ASSIGNED TASK
Only the lines from the start of the data to the line containing "stalk in the photo above.", both included, should be output, exactly and without pictures.
(DATA SUPPLIED begins)
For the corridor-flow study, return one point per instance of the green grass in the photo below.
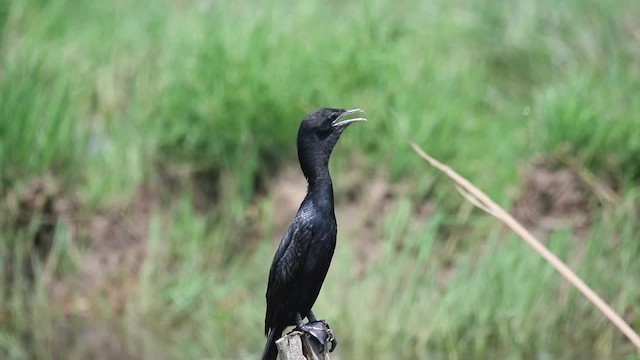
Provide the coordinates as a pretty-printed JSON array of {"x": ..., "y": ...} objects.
[{"x": 108, "y": 98}]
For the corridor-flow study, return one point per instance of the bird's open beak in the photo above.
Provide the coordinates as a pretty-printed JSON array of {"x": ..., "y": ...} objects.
[{"x": 342, "y": 122}]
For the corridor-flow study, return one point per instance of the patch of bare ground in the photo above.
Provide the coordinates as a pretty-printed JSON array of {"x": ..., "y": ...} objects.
[
  {"x": 107, "y": 249},
  {"x": 114, "y": 243},
  {"x": 554, "y": 197}
]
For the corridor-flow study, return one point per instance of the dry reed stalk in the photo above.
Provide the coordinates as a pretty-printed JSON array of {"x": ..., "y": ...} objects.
[{"x": 481, "y": 200}]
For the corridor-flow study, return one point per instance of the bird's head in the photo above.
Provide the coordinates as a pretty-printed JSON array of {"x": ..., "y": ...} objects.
[{"x": 318, "y": 134}]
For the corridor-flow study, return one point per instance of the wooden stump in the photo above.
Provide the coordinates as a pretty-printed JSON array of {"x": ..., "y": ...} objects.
[{"x": 299, "y": 346}]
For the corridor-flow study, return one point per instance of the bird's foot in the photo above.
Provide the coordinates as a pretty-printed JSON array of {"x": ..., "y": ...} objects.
[{"x": 320, "y": 331}]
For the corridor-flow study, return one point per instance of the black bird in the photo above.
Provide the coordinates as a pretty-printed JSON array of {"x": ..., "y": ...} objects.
[{"x": 304, "y": 254}]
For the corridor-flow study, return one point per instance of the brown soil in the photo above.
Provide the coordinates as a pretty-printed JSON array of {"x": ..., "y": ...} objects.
[{"x": 553, "y": 197}]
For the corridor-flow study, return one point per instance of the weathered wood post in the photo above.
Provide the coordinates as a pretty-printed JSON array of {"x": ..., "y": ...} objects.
[{"x": 300, "y": 346}]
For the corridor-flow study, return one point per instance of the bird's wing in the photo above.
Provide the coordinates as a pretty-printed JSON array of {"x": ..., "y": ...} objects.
[{"x": 288, "y": 262}]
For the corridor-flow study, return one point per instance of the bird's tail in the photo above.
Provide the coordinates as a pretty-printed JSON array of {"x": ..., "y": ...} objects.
[{"x": 270, "y": 349}]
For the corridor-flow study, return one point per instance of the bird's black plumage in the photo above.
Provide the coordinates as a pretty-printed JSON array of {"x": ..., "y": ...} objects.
[{"x": 304, "y": 254}]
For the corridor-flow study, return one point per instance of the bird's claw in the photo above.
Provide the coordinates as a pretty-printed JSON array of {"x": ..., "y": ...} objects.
[{"x": 320, "y": 331}]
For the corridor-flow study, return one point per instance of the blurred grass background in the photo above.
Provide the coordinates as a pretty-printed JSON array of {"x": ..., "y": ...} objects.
[{"x": 145, "y": 147}]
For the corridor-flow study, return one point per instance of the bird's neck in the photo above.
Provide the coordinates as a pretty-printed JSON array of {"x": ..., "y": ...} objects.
[{"x": 320, "y": 191}]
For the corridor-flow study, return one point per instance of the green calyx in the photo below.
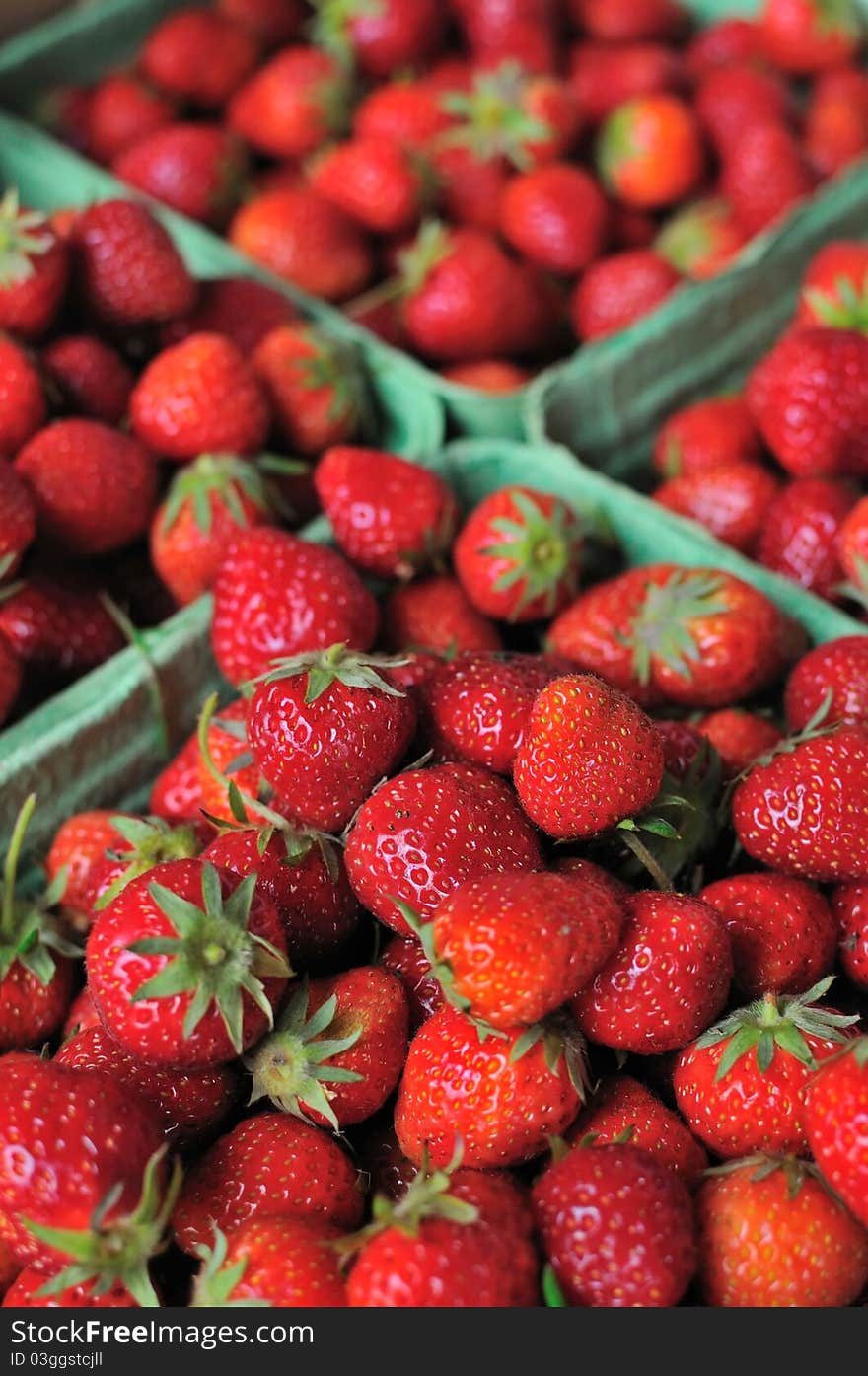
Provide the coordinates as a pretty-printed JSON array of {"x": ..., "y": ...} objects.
[
  {"x": 118, "y": 1251},
  {"x": 776, "y": 1023},
  {"x": 28, "y": 932},
  {"x": 292, "y": 1065},
  {"x": 541, "y": 550},
  {"x": 24, "y": 236},
  {"x": 152, "y": 842},
  {"x": 213, "y": 957},
  {"x": 662, "y": 626}
]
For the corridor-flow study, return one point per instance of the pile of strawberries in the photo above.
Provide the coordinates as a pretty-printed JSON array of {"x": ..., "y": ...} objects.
[
  {"x": 136, "y": 413},
  {"x": 446, "y": 971},
  {"x": 804, "y": 411},
  {"x": 483, "y": 181}
]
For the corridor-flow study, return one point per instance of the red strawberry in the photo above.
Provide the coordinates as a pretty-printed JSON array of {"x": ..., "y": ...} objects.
[
  {"x": 835, "y": 1112},
  {"x": 428, "y": 830},
  {"x": 668, "y": 979},
  {"x": 710, "y": 434},
  {"x": 188, "y": 1104},
  {"x": 297, "y": 234},
  {"x": 198, "y": 56},
  {"x": 278, "y": 596},
  {"x": 93, "y": 377},
  {"x": 616, "y": 1226},
  {"x": 197, "y": 998},
  {"x": 337, "y": 1049},
  {"x": 267, "y": 1166},
  {"x": 815, "y": 1255},
  {"x": 131, "y": 272},
  {"x": 529, "y": 1093},
  {"x": 34, "y": 270},
  {"x": 272, "y": 1261},
  {"x": 94, "y": 487},
  {"x": 805, "y": 811},
  {"x": 581, "y": 730},
  {"x": 622, "y": 1105},
  {"x": 616, "y": 291},
  {"x": 197, "y": 170}
]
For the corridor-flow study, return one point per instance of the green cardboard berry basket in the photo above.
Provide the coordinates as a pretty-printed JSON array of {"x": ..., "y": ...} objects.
[{"x": 603, "y": 399}]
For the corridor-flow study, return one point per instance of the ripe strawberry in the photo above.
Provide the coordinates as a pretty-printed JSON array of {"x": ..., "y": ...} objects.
[
  {"x": 129, "y": 271},
  {"x": 581, "y": 730},
  {"x": 267, "y": 1166},
  {"x": 188, "y": 1104},
  {"x": 292, "y": 105},
  {"x": 616, "y": 1226},
  {"x": 337, "y": 1050},
  {"x": 706, "y": 435},
  {"x": 205, "y": 507},
  {"x": 699, "y": 637},
  {"x": 616, "y": 291},
  {"x": 729, "y": 501},
  {"x": 34, "y": 270},
  {"x": 93, "y": 379},
  {"x": 202, "y": 961},
  {"x": 622, "y": 1105},
  {"x": 556, "y": 216},
  {"x": 199, "y": 56},
  {"x": 94, "y": 487},
  {"x": 815, "y": 1255},
  {"x": 197, "y": 170},
  {"x": 271, "y": 1261},
  {"x": 530, "y": 1093},
  {"x": 278, "y": 596},
  {"x": 435, "y": 614},
  {"x": 297, "y": 234},
  {"x": 805, "y": 811},
  {"x": 668, "y": 979},
  {"x": 649, "y": 152}
]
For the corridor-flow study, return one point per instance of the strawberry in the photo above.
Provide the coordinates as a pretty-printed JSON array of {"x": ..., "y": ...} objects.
[
  {"x": 337, "y": 1050},
  {"x": 93, "y": 379},
  {"x": 435, "y": 614},
  {"x": 174, "y": 54},
  {"x": 616, "y": 1226},
  {"x": 197, "y": 170},
  {"x": 731, "y": 501},
  {"x": 619, "y": 1107},
  {"x": 616, "y": 291},
  {"x": 649, "y": 152},
  {"x": 188, "y": 1104},
  {"x": 806, "y": 36},
  {"x": 581, "y": 730},
  {"x": 34, "y": 270},
  {"x": 205, "y": 507},
  {"x": 278, "y": 596},
  {"x": 668, "y": 979},
  {"x": 425, "y": 832},
  {"x": 699, "y": 637},
  {"x": 271, "y": 1261},
  {"x": 529, "y": 1093},
  {"x": 94, "y": 487},
  {"x": 292, "y": 105},
  {"x": 314, "y": 386},
  {"x": 297, "y": 234},
  {"x": 204, "y": 965},
  {"x": 556, "y": 216},
  {"x": 815, "y": 1255},
  {"x": 128, "y": 268},
  {"x": 710, "y": 434},
  {"x": 833, "y": 1117},
  {"x": 513, "y": 947},
  {"x": 267, "y": 1166}
]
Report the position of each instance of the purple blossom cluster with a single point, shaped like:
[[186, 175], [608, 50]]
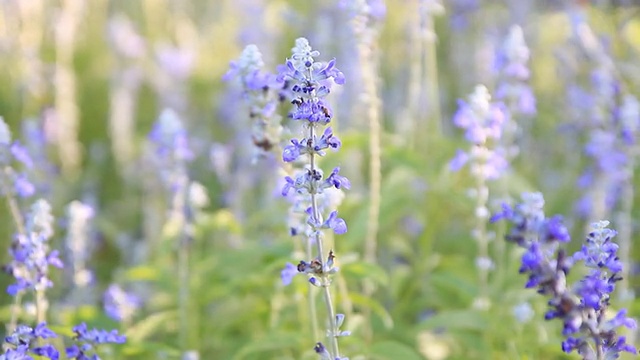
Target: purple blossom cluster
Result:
[[30, 252], [88, 339], [483, 122], [582, 307], [23, 342], [262, 92], [310, 82], [512, 63]]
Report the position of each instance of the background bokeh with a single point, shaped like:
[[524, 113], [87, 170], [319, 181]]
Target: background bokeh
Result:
[[92, 77]]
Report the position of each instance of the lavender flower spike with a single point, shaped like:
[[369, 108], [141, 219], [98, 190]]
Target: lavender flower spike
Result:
[[30, 252], [582, 307], [310, 84]]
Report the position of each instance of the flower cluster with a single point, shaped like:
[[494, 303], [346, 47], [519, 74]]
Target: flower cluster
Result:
[[87, 341], [30, 252], [24, 341], [310, 84], [483, 123], [581, 308], [262, 92], [513, 88]]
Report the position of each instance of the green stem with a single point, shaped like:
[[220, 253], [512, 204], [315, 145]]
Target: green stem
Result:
[[333, 339], [480, 234]]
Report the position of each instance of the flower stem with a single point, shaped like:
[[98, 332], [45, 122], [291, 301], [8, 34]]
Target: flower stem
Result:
[[319, 247]]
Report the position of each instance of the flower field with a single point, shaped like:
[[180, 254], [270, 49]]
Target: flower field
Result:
[[334, 180]]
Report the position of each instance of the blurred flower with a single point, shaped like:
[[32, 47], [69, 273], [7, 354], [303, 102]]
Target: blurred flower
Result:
[[24, 341], [88, 340], [78, 240], [177, 62], [581, 308], [288, 273], [30, 252], [120, 305], [261, 92], [523, 312]]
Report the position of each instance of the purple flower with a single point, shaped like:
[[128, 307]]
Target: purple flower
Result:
[[288, 273], [30, 252], [338, 225], [581, 308], [23, 341], [337, 181], [120, 305], [97, 336]]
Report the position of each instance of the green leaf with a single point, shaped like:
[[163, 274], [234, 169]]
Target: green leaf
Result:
[[375, 307], [362, 270], [393, 350]]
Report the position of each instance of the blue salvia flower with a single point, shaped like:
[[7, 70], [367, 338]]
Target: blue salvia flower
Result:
[[482, 121], [119, 304], [171, 151], [87, 340], [23, 342], [581, 308], [30, 252], [310, 83], [513, 88], [261, 92]]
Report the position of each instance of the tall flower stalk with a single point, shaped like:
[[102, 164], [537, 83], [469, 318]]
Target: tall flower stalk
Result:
[[582, 307], [366, 16], [311, 83], [172, 153], [482, 121]]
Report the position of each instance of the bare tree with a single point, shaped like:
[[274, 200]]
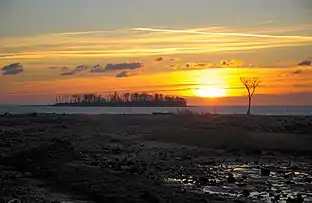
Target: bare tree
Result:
[[250, 84]]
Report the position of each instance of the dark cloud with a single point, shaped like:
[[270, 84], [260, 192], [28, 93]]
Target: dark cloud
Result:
[[97, 69], [159, 59], [305, 63], [123, 74], [191, 66], [123, 66], [78, 69], [175, 59], [65, 68], [234, 63], [298, 71], [12, 69]]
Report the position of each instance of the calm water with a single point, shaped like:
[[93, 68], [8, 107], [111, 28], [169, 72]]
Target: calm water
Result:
[[259, 110]]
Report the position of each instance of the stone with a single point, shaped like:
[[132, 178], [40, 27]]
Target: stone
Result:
[[231, 178], [265, 172], [202, 181], [246, 193]]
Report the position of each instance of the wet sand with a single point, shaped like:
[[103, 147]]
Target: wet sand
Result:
[[155, 158]]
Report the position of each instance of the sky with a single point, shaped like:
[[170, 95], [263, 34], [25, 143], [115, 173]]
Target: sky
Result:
[[196, 49]]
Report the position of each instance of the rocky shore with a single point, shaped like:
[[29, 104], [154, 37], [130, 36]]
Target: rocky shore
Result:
[[155, 158]]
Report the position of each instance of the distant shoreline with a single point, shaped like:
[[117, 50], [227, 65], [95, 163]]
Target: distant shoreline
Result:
[[220, 106]]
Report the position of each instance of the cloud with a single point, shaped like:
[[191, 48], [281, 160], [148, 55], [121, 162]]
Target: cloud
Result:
[[298, 71], [97, 69], [234, 63], [116, 67], [124, 74], [12, 69], [123, 66], [159, 59], [78, 69], [191, 66], [305, 63]]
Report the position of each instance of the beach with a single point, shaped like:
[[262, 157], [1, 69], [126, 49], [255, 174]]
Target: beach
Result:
[[155, 158]]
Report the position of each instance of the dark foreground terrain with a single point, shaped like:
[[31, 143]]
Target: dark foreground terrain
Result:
[[155, 158]]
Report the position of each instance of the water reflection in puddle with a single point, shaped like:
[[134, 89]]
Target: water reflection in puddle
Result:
[[250, 184]]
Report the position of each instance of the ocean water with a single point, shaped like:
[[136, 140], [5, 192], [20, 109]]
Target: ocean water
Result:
[[257, 110]]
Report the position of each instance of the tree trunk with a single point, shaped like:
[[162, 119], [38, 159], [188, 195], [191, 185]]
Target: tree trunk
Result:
[[249, 105]]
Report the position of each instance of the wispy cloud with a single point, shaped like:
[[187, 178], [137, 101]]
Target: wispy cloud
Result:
[[143, 42], [226, 34], [125, 73], [12, 69], [78, 69], [305, 63]]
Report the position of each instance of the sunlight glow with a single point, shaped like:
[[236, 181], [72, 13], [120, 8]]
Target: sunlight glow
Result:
[[210, 91]]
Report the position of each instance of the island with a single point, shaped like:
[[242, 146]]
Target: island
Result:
[[121, 100]]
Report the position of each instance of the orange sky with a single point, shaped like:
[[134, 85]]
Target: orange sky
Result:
[[191, 62]]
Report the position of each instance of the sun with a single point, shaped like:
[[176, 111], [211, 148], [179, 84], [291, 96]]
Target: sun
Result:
[[210, 91]]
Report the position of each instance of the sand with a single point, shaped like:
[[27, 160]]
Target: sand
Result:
[[155, 158]]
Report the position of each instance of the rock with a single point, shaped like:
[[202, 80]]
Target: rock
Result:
[[246, 193], [277, 198], [265, 172], [178, 158], [151, 197], [298, 199], [14, 201], [202, 181], [231, 178], [27, 175]]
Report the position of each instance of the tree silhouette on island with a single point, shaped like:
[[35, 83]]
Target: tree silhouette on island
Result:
[[119, 100], [250, 84]]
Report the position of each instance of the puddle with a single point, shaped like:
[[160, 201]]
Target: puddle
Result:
[[283, 182]]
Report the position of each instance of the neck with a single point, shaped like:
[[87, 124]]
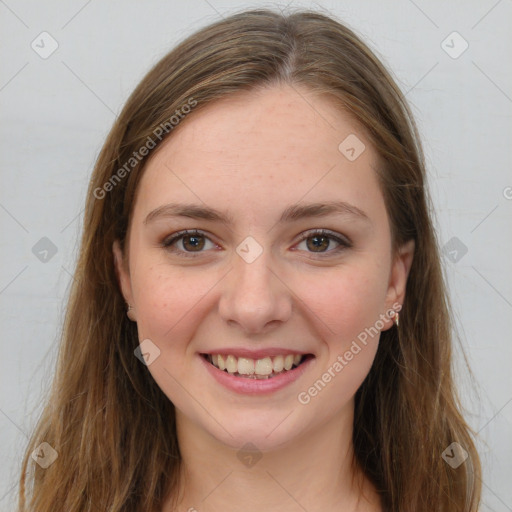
(DATA SUPPLIED ends)
RESULT OF THE EXERCISE
For the corridor-flow study, return one point per instance of the green grass in the photo below.
Provide the coordinates as a pretty-printed JSON array of {"x": ..., "y": ...} objects.
[{"x": 108, "y": 98}]
For the corridor-flow study, return one point per instance of the bird's open beak in the photo above.
Provide the coordinates as a pretty-printed JSON array of {"x": ..., "y": ...} objects.
[{"x": 342, "y": 122}]
For the corridor-flow study, return one point per instance of the patch of bare ground in the photo above.
Provide the coordinates as a pretty-printed JSON array of {"x": ..., "y": ...} objects.
[
  {"x": 107, "y": 249},
  {"x": 114, "y": 243},
  {"x": 554, "y": 197}
]
For the corridor-flow study, return one point per instance of the dry reed stalk in the photo above.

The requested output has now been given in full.